(Extracted data entries)
= = = = = = =

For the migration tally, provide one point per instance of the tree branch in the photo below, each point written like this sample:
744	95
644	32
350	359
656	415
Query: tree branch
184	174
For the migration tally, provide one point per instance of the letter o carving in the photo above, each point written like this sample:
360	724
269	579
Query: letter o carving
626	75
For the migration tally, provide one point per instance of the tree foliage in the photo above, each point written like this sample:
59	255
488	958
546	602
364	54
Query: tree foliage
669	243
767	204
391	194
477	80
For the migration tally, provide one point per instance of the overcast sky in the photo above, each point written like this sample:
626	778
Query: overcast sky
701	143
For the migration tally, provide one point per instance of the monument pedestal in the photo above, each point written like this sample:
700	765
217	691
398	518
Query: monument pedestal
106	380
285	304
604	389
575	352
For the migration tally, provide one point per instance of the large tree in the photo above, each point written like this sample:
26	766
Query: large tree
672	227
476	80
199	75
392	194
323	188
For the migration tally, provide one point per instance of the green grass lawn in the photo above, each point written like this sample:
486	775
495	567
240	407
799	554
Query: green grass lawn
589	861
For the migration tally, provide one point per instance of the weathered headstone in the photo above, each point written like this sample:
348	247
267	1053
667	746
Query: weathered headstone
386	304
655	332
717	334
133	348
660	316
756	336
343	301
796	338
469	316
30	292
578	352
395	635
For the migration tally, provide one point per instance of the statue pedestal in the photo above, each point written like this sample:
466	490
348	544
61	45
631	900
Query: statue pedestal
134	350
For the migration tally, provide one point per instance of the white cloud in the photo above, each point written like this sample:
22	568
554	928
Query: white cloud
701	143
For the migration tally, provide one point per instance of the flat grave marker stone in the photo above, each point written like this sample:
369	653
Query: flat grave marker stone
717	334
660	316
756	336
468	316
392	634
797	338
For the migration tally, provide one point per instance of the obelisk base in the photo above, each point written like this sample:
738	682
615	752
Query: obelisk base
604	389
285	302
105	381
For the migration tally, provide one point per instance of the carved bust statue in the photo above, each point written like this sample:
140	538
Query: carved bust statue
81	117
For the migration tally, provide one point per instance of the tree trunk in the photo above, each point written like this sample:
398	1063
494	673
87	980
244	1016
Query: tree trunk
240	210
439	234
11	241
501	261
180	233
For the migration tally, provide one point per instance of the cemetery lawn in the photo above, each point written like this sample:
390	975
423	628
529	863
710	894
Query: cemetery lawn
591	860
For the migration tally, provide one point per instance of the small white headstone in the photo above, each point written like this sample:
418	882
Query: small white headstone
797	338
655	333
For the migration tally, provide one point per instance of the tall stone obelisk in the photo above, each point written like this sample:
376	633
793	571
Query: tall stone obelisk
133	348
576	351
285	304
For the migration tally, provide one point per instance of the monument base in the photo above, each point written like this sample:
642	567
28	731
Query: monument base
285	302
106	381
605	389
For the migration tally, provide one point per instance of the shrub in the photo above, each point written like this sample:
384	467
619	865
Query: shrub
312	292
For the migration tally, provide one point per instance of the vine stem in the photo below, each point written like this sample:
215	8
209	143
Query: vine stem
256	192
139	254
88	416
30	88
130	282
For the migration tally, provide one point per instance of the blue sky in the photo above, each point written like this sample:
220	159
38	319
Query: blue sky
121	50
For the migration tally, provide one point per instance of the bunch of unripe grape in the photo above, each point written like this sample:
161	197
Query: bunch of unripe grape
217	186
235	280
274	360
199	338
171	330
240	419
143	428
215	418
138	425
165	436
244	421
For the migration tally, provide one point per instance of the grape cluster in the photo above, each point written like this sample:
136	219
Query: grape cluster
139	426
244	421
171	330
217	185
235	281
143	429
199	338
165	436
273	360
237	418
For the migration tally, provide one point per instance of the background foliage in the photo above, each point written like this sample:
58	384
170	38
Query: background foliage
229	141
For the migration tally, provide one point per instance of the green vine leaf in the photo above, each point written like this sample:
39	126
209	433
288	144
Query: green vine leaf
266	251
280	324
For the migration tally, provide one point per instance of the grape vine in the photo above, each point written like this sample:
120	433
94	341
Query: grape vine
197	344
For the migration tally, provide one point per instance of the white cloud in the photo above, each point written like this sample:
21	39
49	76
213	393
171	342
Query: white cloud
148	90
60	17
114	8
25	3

= = = = = = =

▶ _ASSIGNED TASK_
An exact copy of every entry above is required.

▶ _REPLY TO THE TASK_
For the migration tally, provide one point per instance of the tree branch in the photo below, each point written like this sample:
744	95
644	32
350	359
656	415
Query: tree branch
184	174
For the migration tally, provide one point per instance of the letter o carving in the photo above, each point written like this sample:
360	724
269	579
Query: letter o carving
626	75
For the migration tally, provide one point per instance of the tree foliage in the photo above, each point written like this sample:
59	255
488	958
546	602
364	54
Query: tree foliage
669	243
767	204
391	194
477	80
For the migration tally, provide one point per instance of the overcast sky in the photo above, each point written like this sample:
626	778
Query: overcast sky
701	143
For the migration tally, provide one point per instance of the monument pedestal in the photo above, each point written like this sample:
700	765
217	691
398	518
Query: monument pedestal
106	380
285	304
604	389
575	352
For the migration tally, provide one point per instance of the large tree in the photo above, each point written like this sample:
26	766
Query: large tree
672	227
476	80
199	75
392	194
323	188
For the migration tally, provide one point per instance of the green grass lawn in the photo above, each point written like this sample:
486	775
495	567
240	407
799	554
Query: green grass lawn
589	861
For the migration tally, provide one point per instance of the weathered headstone in the photo above, each point written like this sample:
348	247
267	1053
667	746
Query: weathered headstone
386	304
655	332
717	334
133	348
660	316
756	336
343	301
796	338
469	316
30	292
578	352
395	635
For the migration tally, provide one point per instance of the statue pedestal in the photo above, each point written like this sample:
466	490
348	544
61	45
631	900
Query: statue pedestal
134	350
For the migration tally, provide one point per instance of the white cloud in the photo above, each point written like this sample:
22	568
554	928
Query: white cloud
701	143
For the migration tally, provide one point per instance of the flat grave marker stone in the photo above, each point written like this sample:
369	653
Query: flat grave marker stone
717	334
660	316
756	336
468	316
392	634
797	338
For the migration tally, provide one point per instance of the obelisk base in the photo above, each point written like this sample:
738	682
615	752
Query: obelisk base
604	389
285	302
105	381
For the migration tally, provide one point per instance of the carved bust statue in the photo above, each point written like this sample:
140	538
Query: carved bust statue
81	117
For the migration tally, provide one point per instance of the tree trunk in the photo above, each point written like this sample:
398	1063
494	673
87	980
244	1016
Query: tree trunk
240	210
439	234
11	241
501	261
180	233
For the migration tally, provide one point per instance of the cemetery lawn in the photo above, each point written like this sample:
390	975
423	628
529	863
710	894
Query: cemetery lawn
591	860
For the migration tally, provide one point per instance of the small white headstone in the photo above, each point written like this sample:
418	882
Query: small white headstone
797	338
655	333
For the migration tally, provide one point per instance of the tall stone obelisk in the photo above, each point written like this sample:
376	633
793	571
Query: tall stone obelisk
133	348
576	351
285	304
For the migration tally, provide one point per instance of the monument base in the photo above, each point written like this sample:
642	567
28	731
Query: monument base
285	302
106	381
605	389
For the migration tally, provide one point per instance of the shrub in the photo above, each point written like this sample:
384	467
619	865
Query: shrub
312	292
For the migration tally, provide one point per instance of the vine stem in the photo below, each point written like this sample:
215	8
209	143
Query: vine stem
256	192
139	254
88	416
30	88
130	282
For the migration tally, provide one point per instance of the blue sky in the photo above, each point written like this sample:
220	159
38	319
Query: blue sky
121	50
For the migration tally, provide one point per instance of the bunch of unripe grape in the photo above, each point written like this sample:
161	197
Query: bunch of unripe grape
217	186
235	280
274	360
199	338
171	330
240	419
143	428
215	418
138	425
165	436
244	421
For the migration tally, provide one point per instance of the grape cluster in the photo above, each point written like this sample:
136	219
Query: grape cluster
139	426
244	421
171	330
217	185
235	281
143	429
199	338
165	436
273	360
237	418
For the migration tally, provide one point per instance of the background foliage in the photo above, each point written like this sample:
58	384
170	38
Query: background foliage
229	141
For the migration tally, provide one point per instance of the green vine leaf in the photo above, each point written like this sample:
39	126
209	433
288	144
Query: green vine leaf
266	251
280	324
For the migration tally, provide one point per instance of the grape vine in the photo above, each point written like this sample:
120	433
94	341
Query: grape vine
197	344
For the migration tally, provide one point per instance of the white cloud in the photo above, each point written like this sample:
21	39
49	76
213	393
171	342
Query: white cloud
148	90
60	17
114	8
25	3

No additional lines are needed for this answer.